== Material for the task ==
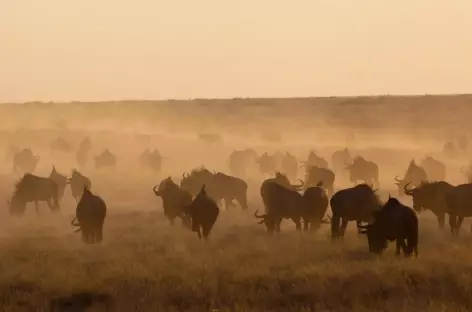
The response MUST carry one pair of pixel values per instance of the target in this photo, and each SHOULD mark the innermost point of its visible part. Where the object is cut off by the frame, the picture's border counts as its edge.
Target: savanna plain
(145, 264)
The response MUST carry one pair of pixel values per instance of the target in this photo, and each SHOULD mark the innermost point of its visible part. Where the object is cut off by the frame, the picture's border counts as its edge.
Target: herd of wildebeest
(201, 193)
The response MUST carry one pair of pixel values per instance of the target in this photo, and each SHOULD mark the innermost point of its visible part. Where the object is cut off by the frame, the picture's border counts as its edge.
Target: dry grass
(145, 265)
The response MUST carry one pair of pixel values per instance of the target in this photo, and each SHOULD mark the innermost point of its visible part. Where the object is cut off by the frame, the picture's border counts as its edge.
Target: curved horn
(406, 190)
(154, 190)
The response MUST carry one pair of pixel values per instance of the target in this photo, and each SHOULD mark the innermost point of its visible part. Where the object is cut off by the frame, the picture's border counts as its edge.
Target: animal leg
(342, 229)
(452, 223)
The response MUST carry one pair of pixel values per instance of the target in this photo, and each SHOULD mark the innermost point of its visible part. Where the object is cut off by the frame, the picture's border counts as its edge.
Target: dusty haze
(101, 50)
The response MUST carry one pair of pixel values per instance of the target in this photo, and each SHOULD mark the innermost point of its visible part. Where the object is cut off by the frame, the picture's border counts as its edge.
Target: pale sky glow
(153, 49)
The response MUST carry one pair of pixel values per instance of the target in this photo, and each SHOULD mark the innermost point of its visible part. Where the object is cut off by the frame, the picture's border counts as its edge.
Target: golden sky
(154, 49)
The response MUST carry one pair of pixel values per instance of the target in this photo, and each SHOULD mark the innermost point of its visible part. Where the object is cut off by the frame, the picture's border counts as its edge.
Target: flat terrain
(144, 264)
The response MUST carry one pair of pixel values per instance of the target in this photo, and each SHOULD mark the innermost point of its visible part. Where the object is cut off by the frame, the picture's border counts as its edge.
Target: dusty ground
(145, 265)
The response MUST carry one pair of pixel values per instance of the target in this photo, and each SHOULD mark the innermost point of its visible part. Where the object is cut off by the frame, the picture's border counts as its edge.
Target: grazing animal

== Prompt ==
Make an exact reproduction of the listing above, without any pictures.

== Response to the task ==
The response MUST carry one pair of pixel values per instance of the target in this photo, and each SHOULD mark the innermost point of its visible part. Where the object is cut off by the frame, the picture's border counts as its edge.
Target: savanna plain
(145, 264)
The response MUST carry one pair of pixel values per instance of the target in this photo, and each SHOULD mark the innermost point of its visible part. Where the object is cut off by the frame, the picture's border counts as its edge.
Target: herd of wildebeest
(201, 193)
The response MUST carry one pair of pixel values per instance of the target in this photo, and each SHOULD mark the innermost point of its visible part. Where the object is cut off by the frame, the picture's border counts as its edge.
Target: dry grass
(145, 265)
The response MUST carry one pair of pixel values per instance of the target in this photo, and each SHOULD mark the innermost point of its visible part. Where the object is cut off by the frame, the picture's border counts as its edge.
Target: curved horn
(406, 190)
(154, 190)
The response MUST carry one pair of pixel values per instance of the target in this photo, and each SHOULD mark the innermost point of its visible part. Where the object is cut off by the frame, the picture's border counts as its edge.
Target: animal leg
(342, 229)
(452, 223)
The response MUST carry one pair of pixel values per instance of the target in this photo, and each SHOULD mark the innermost point of its visible part. Where the object is cut off by the frame, the picture's border counts as its edge.
Target: dusty haze
(101, 50)
The response MUST carry one pair of pixel values per instance of the target in this photo, and each SHOULD mark the innermost point of its visible part. Where the object is cut off by the frame, the picture's border counts as its edge.
Target: pale sky glow
(153, 49)
The response MUST carry one pair of pixel values per instance of the target in this photo, and each SHOULD mark the innermost point of its visible part. Where the object is cut off by the frame, the picture's border counts as its edge.
Target: golden sky
(154, 49)
The response MUST carry one pair of pixel values per instance of the target in this photo, and each SHOULD mark the innermost point of its visible part. Where the object is cut off by the frame, the picture's border counts as its edge.
Target: flat terrain
(144, 264)
The response MUST carry one pair of pixel values per instance of the target in this photo, and each SHOULD mark the innermost point of its visible part. Where the object is cut off by the frame, the picture's border counts as its edge.
Target: dusty ground
(145, 265)
The response MUST carry one pair of pixel values per instance of the target in this photo, and each SHOULD mark the innermost point of its visible part. Where the object is cut off by the frame, the picture's border counts as its edge.
Target: grazing animal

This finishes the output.